RECORD EXTRACTS>

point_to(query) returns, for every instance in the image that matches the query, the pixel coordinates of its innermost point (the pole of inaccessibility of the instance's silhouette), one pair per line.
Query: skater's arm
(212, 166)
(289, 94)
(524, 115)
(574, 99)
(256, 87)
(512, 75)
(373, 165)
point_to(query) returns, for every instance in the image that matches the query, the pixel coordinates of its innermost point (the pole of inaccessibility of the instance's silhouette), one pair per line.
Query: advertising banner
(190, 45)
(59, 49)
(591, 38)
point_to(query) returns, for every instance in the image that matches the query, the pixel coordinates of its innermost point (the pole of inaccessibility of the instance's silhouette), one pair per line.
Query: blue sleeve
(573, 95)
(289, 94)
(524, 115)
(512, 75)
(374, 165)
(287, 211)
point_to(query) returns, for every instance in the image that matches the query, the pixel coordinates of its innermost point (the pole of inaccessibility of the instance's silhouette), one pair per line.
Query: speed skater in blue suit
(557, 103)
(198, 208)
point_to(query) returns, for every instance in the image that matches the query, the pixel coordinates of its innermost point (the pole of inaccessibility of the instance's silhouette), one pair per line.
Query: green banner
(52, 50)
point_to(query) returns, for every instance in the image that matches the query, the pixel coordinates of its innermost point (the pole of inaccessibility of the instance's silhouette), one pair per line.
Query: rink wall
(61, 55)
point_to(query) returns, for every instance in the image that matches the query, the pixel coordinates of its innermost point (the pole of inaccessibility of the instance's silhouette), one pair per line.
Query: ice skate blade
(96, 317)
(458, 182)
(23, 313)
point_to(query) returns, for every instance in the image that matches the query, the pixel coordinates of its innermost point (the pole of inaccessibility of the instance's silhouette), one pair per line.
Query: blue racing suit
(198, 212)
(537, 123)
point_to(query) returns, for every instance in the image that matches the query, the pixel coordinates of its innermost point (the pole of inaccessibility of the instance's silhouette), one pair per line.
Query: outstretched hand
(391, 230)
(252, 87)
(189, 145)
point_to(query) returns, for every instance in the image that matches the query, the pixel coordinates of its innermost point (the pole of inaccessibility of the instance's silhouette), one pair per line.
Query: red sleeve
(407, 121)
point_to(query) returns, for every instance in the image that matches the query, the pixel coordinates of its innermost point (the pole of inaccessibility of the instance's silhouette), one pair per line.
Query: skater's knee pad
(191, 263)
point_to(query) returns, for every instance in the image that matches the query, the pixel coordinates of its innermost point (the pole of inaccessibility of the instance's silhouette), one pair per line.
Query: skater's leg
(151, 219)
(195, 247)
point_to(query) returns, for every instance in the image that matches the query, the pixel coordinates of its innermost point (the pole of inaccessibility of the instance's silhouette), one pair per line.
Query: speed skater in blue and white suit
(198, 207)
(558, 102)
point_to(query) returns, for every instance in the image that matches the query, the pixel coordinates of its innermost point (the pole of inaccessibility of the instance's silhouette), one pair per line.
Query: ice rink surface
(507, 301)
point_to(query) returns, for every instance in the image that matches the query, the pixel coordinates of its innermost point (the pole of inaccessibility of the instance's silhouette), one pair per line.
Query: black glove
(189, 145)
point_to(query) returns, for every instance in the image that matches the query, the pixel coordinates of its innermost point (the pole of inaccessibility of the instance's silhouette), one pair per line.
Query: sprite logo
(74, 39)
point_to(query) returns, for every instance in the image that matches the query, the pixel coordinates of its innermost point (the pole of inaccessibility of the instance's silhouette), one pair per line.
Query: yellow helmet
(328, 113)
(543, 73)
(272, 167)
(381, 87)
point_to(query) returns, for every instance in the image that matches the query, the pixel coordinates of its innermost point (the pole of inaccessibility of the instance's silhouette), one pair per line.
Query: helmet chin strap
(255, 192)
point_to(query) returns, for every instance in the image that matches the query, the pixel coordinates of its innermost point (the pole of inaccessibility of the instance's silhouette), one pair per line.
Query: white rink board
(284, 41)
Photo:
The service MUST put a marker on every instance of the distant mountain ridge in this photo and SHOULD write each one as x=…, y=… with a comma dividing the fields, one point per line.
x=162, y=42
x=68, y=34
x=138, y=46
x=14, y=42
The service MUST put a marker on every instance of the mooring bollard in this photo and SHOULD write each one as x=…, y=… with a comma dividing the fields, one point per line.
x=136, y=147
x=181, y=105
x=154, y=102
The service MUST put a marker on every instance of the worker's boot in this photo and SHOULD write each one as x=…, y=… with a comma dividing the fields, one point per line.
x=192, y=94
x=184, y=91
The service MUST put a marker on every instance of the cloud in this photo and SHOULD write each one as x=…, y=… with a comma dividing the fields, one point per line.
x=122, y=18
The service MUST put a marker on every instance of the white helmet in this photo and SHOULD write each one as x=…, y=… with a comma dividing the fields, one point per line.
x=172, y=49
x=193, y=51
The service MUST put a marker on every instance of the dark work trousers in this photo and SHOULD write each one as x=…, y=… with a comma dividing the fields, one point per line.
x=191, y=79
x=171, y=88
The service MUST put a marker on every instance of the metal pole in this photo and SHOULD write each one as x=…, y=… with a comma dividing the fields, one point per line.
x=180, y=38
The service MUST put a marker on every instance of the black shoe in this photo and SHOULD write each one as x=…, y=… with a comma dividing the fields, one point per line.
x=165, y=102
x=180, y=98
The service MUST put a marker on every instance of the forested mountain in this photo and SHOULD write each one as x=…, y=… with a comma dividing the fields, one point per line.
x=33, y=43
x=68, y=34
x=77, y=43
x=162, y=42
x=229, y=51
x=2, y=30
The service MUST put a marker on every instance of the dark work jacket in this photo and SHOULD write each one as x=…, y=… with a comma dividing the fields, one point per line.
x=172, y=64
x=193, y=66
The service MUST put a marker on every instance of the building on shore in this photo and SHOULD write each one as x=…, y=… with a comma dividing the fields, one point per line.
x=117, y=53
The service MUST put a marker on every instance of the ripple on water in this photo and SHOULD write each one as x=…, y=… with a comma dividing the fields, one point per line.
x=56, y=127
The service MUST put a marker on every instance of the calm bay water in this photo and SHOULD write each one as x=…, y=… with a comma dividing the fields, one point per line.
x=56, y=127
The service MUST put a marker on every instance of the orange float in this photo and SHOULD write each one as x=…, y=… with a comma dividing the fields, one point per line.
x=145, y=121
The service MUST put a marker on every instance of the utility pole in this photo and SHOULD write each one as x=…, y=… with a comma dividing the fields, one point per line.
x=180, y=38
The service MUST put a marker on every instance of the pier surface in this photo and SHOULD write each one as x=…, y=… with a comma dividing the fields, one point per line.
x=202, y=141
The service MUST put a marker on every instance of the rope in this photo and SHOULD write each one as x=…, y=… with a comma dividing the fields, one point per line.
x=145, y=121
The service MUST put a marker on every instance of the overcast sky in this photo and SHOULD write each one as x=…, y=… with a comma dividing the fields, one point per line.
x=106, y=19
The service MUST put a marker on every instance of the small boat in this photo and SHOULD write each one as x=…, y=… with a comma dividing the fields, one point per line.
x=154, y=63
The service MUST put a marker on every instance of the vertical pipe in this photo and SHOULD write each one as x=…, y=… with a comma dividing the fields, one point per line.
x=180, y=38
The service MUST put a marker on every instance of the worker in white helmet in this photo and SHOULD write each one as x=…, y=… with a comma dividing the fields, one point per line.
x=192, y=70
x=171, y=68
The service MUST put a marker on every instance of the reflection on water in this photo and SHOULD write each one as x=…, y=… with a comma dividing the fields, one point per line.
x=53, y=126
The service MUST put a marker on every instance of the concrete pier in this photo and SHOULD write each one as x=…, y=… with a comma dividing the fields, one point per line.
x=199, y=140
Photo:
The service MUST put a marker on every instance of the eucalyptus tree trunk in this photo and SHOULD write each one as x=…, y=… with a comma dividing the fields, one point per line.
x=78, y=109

YOUR ASSIGNMENT>
What you return must be the lines from the line holding "of the eucalyptus" through the final line of the material, word for word, and nothing more.

TASK OUTPUT>
The service MUST put a marker on every instance of the eucalyptus tree trunk in this photo and SHOULD write each one as x=…, y=… with a comma dividing the fields, one point per line.
x=78, y=109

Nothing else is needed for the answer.